| WHAT THE EXERCISE ASKS |
Retype, exactly as they appear below, the lines between the line holding "Can you find the stuffed" and the line holding "Can you find the teapot lid in this picture?", both ends included.

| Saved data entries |
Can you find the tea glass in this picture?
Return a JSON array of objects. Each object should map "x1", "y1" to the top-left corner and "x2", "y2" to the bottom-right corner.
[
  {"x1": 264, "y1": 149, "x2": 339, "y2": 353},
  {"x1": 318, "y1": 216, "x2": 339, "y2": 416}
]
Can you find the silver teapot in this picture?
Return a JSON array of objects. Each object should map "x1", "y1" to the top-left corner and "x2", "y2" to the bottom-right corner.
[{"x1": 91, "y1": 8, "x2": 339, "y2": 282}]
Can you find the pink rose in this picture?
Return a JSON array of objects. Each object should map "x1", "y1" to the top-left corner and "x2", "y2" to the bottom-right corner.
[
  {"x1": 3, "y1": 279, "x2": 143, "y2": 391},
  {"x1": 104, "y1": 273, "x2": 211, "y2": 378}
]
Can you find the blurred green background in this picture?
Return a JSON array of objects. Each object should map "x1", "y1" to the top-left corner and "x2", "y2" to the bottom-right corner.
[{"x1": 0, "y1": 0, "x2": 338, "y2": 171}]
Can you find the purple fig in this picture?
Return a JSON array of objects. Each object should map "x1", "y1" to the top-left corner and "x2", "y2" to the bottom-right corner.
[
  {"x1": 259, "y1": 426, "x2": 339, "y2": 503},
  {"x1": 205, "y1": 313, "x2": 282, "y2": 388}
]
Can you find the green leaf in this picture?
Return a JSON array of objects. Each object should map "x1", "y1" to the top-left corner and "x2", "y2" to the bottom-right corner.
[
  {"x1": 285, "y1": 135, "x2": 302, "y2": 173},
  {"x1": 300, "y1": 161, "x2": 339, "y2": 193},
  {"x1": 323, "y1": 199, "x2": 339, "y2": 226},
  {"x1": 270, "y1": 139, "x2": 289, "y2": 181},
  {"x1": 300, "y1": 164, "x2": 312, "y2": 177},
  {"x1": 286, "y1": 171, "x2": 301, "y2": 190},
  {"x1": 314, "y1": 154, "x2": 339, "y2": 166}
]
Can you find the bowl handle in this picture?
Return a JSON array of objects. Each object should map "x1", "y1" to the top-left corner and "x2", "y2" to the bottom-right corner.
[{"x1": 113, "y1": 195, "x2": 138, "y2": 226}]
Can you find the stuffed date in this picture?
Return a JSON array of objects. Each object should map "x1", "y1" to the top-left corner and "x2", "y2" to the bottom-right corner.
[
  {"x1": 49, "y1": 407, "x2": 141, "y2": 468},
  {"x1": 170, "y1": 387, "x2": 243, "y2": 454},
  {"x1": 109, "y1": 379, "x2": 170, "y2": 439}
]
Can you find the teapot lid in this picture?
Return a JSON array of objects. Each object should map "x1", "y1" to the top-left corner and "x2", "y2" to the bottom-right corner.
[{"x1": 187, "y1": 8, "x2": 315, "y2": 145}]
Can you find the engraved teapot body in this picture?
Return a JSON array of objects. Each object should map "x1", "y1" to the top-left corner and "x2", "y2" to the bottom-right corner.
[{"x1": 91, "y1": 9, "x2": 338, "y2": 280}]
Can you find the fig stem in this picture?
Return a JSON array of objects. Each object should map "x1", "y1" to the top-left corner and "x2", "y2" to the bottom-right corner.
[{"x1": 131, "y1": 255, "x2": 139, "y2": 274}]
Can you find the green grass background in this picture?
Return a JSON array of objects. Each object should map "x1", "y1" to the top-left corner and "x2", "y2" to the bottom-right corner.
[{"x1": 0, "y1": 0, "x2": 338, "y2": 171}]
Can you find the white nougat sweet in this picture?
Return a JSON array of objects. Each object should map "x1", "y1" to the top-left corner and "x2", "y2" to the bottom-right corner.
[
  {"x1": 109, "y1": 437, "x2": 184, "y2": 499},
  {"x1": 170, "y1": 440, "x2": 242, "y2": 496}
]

| PROBLEM SOLUTION |
Can you find the stuffed date in this picture?
Return a JSON array of objects. Each object should map "x1", "y1" to the top-left corner and "x2", "y2" to the bottom-right corner.
[
  {"x1": 49, "y1": 407, "x2": 141, "y2": 468},
  {"x1": 170, "y1": 387, "x2": 243, "y2": 454},
  {"x1": 109, "y1": 379, "x2": 170, "y2": 439}
]
Can you find the teapot lid in this picture?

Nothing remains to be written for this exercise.